→ **Quoted text**
---
Bear Down, Bear North

Stories by Melinda Moustakis


"In this sharply-crafted debut collection, Moustakis invites readers into a world filled with gruff characters, breathtaking wilderness, and a fierceness of spirit as crisp as the Alaskan winter . . . The gifted Moustakis' attention to detail and blunt, sharp prose will surely resonate with readers and fellow writers alike."
Publishers Weekly (starred review)

"The Kenai is the lifeblood that flows through Moustakis’ arrestingly concise, subtly poetic, and piercing short stories about several generations of an extended family."
Booklist (starred review)

"Moustakis allows readers to fully witness how experience—from a poverty that necessitates scavenging through the belongings of the dead to a younger sister’s beating—can shape lives without creating eternal victims. Burdens become gritty, matter-of-fact reminders that profound emotions often lie behind even the most unflinching exteriors. A welcome tribute to working class lives, Bear Down, Bear North is a debut of impressive voices in the wilderness."
ForeWord Reviews

"Melinda Moustakis’ stunning debut book, Bear Down, Bear North . . . is a muscular and lyrical short story collection of moxie and love of the land set in her home state of Alaska. Moustakis’ stories are built out of short vignettes, revolving around rough childhoods, fishing, hunting, drinking and regretting, all part of the saga of several generations of a homesteading family."
Kansas City Star

"Bear Down, Bear North plunges its reader deep into tangled relations and beautiful places. This small craft of 13 linked stories holds everything necessary to survive the frigid Alaskan waters . . . Melinda Moustakis works words attentively and playfully, slipping like a skater among her subjects, whether describing frenzied salmon spawning in the Kenai River or rowdy children rescuing a bird from a privy."
High Country News

"Using a series of quick micro-chapters -- an approach sometimes called 'modular fiction' -- Moustakis jumps between past and present in collages of verbal snapshots that crowd upon each other to create an indelible mood and characters as focused and real as those in John Steinbeck's novels."
Anchorage Daily News

"Bear Down, Bear North is a beautiful collection of interlinked short stories, showing landscapes as ruggedly sparse as the often bleak but still lyrical prose, where people eat unspecified tins or starve until the next moose wanders past their door, and the secret world of fishing becomes poetry in motion . . . You can feel Moustakis’ knowledge and love for her state emitting from every well chosen word. I cannot wait to read more of what she produces; this is one writer worth watching."
---
→ **Supplied entries**
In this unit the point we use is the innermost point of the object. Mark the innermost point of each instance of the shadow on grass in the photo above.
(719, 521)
---
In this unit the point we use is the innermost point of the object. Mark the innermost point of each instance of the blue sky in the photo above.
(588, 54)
---
→ **Set task 1**
From the reviews of Bear Down, Bear North, extract the passage starting with "Stories by Melinda" and going on through "Booklist (starred review)".
→ **Set task 2**
Answer these from the reviews of Bear Down, Bear North:
(a) What does the Booklist review say is the lifeblood that flows through the stories?
(b) According to High Country News, how many linked stories does the collection hold?
(c) Whose novels does the Anchorage Daily News review name when comparing the characters?
→ **Set task 3**
List every publication credited as the source of a quote in the reviews of Bear Down, Bear North.

→ **Task answer 1**
Stories by Melinda Moustakis


"In this sharply-crafted debut collection, Moustakis invites readers into a world filled with gruff characters, breathtaking wilderness, and a fierceness of spirit as crisp as the Alaskan winter . . . The gifted Moustakis' attention to detail and blunt, sharp prose will surely resonate with readers and fellow writers alike."
Publishers Weekly (starred review)

"The Kenai is the lifeblood that flows through Moustakis’ arrestingly concise, subtly poetic, and piercing short stories about several generations of an extended family."
Booklist (starred review)

→ **Task answer 2**
(a) The Kenai
(b) 13
(c) John Steinbeck's

→ **Task answer 3**
Publishers Weekly
Booklist
ForeWord Reviews
Kansas City Star
High Country News
Anchorage Daily News